• Your goal:
In the records below, copy out the lines word for word, starting at the line containing "Where can the submerged twig be found here?" and ending at the line containing "[[9, 98], [115, 156], [200, 122], [123, 128]]", with both of those lines included.

• Dataset rows:
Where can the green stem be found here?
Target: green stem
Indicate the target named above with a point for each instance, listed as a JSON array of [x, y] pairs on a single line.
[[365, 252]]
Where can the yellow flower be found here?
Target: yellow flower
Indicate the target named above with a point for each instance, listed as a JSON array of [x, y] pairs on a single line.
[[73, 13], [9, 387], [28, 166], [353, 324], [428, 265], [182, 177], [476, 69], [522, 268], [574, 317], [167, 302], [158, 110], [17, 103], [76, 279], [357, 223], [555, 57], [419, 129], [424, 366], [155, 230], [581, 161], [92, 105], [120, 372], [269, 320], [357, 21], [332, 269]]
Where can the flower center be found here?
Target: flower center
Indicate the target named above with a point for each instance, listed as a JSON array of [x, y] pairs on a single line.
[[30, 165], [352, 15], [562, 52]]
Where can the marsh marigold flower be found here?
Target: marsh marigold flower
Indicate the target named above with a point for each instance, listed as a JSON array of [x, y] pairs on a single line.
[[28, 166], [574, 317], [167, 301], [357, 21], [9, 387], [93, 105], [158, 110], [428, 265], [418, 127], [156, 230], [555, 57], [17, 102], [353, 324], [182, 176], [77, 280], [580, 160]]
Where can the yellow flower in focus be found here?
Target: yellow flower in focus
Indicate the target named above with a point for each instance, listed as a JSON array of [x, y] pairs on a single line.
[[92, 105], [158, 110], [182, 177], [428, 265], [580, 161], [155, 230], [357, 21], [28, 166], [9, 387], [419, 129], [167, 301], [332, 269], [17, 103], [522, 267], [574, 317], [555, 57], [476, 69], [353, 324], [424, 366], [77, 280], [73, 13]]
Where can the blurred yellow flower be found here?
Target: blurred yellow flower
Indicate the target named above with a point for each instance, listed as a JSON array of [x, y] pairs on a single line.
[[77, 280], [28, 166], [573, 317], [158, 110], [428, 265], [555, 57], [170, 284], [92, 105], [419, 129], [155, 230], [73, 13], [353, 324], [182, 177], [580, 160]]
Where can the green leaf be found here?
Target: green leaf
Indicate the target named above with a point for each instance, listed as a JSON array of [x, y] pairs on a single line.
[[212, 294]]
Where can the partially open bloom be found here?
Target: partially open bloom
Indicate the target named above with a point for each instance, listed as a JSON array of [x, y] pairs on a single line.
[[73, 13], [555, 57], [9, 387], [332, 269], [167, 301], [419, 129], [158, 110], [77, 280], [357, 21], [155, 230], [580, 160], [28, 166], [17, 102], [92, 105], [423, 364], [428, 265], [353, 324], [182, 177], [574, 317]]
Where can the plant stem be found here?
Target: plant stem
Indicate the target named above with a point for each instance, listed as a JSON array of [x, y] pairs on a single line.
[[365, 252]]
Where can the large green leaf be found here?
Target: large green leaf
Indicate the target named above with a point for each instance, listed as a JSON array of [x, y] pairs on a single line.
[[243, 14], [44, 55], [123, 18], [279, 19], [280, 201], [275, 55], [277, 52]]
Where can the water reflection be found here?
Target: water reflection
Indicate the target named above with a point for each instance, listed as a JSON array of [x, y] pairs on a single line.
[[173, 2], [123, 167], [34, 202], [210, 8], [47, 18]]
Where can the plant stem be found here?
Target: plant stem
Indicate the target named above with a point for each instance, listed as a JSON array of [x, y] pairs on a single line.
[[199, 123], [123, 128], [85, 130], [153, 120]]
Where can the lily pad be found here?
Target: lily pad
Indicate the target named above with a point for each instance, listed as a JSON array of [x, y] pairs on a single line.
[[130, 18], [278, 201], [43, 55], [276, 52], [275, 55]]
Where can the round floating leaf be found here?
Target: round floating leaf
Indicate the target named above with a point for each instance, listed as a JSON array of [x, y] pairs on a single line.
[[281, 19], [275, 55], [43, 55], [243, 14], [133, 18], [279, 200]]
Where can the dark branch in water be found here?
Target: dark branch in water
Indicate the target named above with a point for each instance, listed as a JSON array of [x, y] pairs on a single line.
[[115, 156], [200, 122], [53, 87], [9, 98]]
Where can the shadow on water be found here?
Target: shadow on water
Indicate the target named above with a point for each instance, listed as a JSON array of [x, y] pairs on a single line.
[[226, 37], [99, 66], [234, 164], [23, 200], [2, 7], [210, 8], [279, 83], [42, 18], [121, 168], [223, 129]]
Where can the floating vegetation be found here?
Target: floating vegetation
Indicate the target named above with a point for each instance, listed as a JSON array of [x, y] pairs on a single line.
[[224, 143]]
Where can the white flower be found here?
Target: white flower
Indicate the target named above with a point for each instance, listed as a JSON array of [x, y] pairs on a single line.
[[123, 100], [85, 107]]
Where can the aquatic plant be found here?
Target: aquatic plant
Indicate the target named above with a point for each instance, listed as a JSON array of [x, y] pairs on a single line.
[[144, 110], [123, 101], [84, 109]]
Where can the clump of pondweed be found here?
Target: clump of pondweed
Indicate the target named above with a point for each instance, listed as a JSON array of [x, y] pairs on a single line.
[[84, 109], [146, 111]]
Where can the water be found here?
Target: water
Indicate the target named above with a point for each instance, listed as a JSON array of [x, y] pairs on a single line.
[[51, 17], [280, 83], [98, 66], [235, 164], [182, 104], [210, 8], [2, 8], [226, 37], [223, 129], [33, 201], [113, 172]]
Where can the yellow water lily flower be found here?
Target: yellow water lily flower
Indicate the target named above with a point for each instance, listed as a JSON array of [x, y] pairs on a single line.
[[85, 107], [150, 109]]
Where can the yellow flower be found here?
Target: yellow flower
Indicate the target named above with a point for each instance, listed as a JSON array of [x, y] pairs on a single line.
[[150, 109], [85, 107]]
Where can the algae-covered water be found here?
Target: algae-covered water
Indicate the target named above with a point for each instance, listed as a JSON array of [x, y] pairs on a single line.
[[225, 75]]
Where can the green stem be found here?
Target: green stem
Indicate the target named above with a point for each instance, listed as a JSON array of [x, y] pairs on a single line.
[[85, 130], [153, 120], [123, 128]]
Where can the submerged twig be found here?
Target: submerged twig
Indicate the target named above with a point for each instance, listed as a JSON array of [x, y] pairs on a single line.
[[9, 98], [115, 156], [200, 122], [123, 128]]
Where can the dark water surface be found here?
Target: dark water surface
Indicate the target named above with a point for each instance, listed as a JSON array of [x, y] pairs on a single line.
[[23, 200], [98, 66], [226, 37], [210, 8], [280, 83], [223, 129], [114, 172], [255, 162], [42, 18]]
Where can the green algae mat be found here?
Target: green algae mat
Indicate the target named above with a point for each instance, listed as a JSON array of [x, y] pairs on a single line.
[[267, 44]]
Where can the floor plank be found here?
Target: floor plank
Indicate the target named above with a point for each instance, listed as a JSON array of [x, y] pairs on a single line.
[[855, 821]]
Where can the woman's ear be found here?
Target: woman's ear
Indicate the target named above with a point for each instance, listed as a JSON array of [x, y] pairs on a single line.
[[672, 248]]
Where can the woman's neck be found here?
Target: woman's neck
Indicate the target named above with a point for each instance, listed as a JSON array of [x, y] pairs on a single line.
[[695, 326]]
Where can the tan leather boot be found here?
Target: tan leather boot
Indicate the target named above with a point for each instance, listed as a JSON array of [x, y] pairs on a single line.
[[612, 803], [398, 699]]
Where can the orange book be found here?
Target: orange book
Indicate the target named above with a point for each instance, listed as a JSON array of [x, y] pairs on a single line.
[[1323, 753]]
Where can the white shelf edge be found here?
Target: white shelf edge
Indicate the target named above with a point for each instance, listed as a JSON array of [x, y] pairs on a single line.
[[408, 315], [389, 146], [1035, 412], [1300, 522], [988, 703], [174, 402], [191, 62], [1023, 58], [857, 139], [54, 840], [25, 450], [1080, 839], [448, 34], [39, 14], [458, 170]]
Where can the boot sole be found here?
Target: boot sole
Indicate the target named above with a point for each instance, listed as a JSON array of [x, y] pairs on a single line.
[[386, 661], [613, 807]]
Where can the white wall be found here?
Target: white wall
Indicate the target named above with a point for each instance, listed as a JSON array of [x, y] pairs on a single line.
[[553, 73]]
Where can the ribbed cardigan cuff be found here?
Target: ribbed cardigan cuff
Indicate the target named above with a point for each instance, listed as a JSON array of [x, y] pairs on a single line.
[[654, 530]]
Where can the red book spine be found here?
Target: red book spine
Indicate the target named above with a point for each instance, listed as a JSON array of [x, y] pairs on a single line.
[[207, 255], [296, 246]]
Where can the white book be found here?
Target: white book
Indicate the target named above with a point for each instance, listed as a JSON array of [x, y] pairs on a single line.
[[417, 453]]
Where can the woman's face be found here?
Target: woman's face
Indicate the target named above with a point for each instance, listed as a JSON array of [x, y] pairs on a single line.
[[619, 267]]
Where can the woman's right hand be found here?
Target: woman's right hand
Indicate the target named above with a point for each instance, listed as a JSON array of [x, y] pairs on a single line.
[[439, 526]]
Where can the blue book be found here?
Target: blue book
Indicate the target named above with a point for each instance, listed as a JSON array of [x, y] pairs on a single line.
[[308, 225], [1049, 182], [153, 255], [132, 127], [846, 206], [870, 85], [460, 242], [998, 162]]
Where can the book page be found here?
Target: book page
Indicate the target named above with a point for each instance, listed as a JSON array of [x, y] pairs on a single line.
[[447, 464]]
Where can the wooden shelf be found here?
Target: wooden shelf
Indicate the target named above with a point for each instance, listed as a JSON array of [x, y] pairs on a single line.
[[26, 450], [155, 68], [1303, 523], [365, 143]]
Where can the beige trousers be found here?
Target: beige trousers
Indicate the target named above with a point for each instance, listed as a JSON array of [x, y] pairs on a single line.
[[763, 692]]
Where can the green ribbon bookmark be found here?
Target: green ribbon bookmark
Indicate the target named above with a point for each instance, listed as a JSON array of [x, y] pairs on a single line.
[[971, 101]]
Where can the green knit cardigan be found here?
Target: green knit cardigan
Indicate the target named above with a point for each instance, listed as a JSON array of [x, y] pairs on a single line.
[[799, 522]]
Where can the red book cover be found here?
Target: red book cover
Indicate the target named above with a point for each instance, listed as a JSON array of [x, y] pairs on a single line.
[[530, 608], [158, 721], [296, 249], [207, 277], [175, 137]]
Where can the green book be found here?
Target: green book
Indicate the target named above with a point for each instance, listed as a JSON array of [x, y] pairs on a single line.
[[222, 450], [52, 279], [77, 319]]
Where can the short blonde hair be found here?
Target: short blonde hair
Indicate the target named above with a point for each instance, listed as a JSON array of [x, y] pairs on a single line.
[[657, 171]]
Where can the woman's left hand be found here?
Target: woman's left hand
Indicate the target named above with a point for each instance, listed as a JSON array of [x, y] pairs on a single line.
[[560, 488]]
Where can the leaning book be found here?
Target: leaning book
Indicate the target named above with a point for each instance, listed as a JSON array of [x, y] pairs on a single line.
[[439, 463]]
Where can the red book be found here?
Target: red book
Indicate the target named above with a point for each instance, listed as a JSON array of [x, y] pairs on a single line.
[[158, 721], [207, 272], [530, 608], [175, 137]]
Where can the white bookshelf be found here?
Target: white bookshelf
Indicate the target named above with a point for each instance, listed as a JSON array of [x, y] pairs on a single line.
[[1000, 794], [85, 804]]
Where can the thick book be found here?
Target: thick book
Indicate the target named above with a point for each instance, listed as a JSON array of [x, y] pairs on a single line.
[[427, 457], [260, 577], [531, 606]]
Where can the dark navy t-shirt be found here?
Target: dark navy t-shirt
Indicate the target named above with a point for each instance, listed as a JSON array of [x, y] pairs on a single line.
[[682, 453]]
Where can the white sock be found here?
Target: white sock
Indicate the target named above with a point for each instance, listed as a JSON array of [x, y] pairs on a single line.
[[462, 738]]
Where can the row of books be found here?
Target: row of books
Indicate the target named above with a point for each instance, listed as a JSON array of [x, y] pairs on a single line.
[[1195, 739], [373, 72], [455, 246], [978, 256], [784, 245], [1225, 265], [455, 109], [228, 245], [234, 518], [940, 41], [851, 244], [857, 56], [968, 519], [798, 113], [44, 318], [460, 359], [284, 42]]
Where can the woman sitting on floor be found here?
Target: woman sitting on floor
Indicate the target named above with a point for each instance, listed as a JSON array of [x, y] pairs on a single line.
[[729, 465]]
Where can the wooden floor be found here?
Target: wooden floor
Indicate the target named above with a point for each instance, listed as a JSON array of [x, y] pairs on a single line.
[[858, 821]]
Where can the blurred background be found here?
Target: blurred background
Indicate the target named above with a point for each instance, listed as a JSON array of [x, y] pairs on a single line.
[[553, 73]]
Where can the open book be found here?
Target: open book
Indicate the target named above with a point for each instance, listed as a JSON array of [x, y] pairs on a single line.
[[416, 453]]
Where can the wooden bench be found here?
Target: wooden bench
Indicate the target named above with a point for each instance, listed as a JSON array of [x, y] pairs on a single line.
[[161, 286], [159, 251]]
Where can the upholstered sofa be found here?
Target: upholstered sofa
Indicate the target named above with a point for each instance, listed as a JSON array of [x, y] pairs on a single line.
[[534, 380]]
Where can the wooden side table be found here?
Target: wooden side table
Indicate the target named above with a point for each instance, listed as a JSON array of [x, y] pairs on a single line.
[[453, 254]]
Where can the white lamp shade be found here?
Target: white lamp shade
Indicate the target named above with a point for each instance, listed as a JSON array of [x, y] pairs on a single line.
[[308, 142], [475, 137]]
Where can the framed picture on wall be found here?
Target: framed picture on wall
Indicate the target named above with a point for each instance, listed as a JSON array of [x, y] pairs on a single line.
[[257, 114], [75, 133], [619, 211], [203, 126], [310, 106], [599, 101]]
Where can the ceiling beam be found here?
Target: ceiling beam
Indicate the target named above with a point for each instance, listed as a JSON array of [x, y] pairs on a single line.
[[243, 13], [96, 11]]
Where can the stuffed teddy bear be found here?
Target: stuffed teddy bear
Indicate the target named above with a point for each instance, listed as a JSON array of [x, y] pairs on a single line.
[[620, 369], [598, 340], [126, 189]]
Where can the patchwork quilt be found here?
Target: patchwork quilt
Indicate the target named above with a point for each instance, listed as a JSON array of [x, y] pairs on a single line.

• The response:
Where can the submerged twig be found here?
Target: submerged twig
Indicate the target named above with a point for each instance, listed as a JSON array of [x, y] pairs on a single line.
[[9, 98], [115, 156], [200, 122], [123, 128]]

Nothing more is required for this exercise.